■ **GIVEN TEXT**
--
Harmony Strikes a Chord With Muslims, Jews in Marseille

After vandals desecrated Muslim gravestones in a public cemetery last summer, the presiding imam chose only one non-Muslim to speak at the rededication ceremony -- a Tunisian-born leader of the Jewish community.

Last month, a Jewish representative attended the festival of Eid al-Adha, one of Islam's most important holidays, at a local civic center. A few days later, a leading Muslim cleric took part in a commemoration ceremony for the hundreds of local Jews deported to Nazi death camps during World War II.

Marseille, population 800,000, a proud and bristly Mediterranean port, has since ancient times mixed diverse cultures and faiths. Today it is home to nearly 200,000 Muslims and 80,000 Jews, the continent's third-largest Jewish population center.

All the ingredients for protracted sectarian violence would seem to exist in large supply -- a young and impassioned imam, pugnaciously pro-Israel Jews, the anti-immigrant National Front, poverty, unemployment. But while Paris and other European cities have experienced waves of anti-Semitic violence and political agitation against immigrants, Marseille has only occasional outbreaks and remains generally at peace with itself.

City and community leaders cite multiple explanations: the leading role played by Marseille Hope, a committee of clerics who meet whenever trouble arises; an inclusive City Hall; the popularity of the city's multiethnic soccer team; even the benign lassitude caused by the hot Mediterranean sun. The city's police chief says his officers take full advantage of tough new national laws against hate crimes to crack down before incidents get out of hand.
--
[Stored entries]
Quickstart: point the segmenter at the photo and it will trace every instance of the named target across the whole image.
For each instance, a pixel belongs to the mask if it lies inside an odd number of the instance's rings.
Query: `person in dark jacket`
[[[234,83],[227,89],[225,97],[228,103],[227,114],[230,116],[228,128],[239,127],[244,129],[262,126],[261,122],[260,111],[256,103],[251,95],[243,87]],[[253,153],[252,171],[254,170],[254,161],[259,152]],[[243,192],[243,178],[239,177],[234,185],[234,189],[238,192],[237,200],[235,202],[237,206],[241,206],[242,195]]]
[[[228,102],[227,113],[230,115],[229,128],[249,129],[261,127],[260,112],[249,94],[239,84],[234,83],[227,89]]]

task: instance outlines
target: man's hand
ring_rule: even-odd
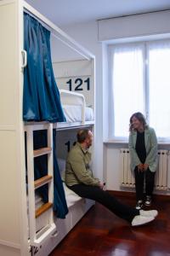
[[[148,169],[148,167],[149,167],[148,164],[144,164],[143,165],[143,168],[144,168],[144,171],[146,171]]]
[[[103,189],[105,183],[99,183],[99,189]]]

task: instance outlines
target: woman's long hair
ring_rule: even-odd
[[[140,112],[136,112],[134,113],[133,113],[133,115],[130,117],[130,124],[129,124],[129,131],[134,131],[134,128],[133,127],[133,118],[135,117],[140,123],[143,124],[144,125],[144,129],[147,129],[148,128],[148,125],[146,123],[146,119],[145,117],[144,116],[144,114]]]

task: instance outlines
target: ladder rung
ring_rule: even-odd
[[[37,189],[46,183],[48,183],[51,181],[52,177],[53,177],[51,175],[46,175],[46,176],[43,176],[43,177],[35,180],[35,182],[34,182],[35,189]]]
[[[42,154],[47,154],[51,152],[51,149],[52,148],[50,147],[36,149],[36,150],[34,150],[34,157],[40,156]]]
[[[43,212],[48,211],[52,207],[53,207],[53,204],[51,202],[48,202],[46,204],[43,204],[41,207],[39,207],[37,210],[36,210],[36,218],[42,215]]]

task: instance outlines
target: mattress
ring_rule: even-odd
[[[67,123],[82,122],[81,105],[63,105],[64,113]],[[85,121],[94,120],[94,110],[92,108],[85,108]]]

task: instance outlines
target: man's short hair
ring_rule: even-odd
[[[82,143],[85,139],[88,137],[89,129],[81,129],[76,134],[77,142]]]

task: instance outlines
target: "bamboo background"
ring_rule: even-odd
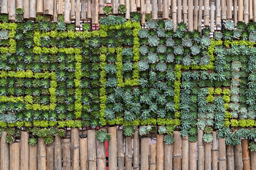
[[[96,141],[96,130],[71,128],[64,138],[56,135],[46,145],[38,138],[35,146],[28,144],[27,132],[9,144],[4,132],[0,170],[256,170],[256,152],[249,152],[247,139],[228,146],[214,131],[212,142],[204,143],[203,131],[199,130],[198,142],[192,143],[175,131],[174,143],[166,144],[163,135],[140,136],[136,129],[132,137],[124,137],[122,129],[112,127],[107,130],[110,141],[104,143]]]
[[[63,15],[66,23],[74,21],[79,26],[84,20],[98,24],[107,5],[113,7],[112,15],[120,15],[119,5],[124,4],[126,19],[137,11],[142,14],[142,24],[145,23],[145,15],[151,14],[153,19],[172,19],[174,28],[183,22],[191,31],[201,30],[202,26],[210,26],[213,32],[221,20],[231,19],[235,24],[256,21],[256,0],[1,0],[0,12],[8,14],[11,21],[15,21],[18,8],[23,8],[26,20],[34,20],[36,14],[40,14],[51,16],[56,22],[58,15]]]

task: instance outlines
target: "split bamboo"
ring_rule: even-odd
--
■ **TASK LIST**
(A) Pull out each line of the listing that contains the string "bamboo", matching case exactly, and copy those lines unchanged.
(B) Resume the article on Muslims and Jews in Marseille, writing on from its last sentence.

■ **ANSWERS FOR THE EXERCISE**
(A)
target: "bamboo background"
target: "split bamboo"

(B)
With its unusual harmony, Marseille offers an example to Europe as societies that were solidly white, Christian and monolingual for centuries evolve toward multiculturalism. Migration from the Arab world has given many cities large Muslim minorities. Eastern Europeans have moved west seeking jobs and opportunity.

"It's obvious there are problems here," said Nassim Khelladi, the Algerian-born director of the social and cultural center at La Castellane, a public housing project in the north end of the city that is predominately Muslim. "But there's a huge amount of respect in this city and a great willingness to work together."

All sides in Marseille, politicians and clerics alike, have learned to engage one another to find ways to deal with potential breeding grounds for crime and despair. And they share a willingness to bend or ignore some of the rules of French society in order to keep the peace.

Marseille has long been an entry point for immigrants to France. Waves of Italians, Corsicans, Armenians, Algerians, Comorans, North African Jews and, most recently, Eastern Europeans have made their way here over the past century. In theory, keeping with this country's ethos of secular republicanism, all of them have integrated into French culture, maintaining their religious and ethnic identity as a separate, private matter. In reality, however, ethnic identity is pivotal.

"There are no pure French people in Marseille," said Salah Bakri, an Algerian-born special adviser to the mayor whose job is to keep track of tensions within and between ethnic factions.

It is official French policy to condemn what officials call "communitarianism," the sectioning off of communities by ethnic or religious group. Yet Marseille, a seaport where smuggling, black-market dealings and public corruption were long an accepted way of life, has always acknowledged ethnic politics.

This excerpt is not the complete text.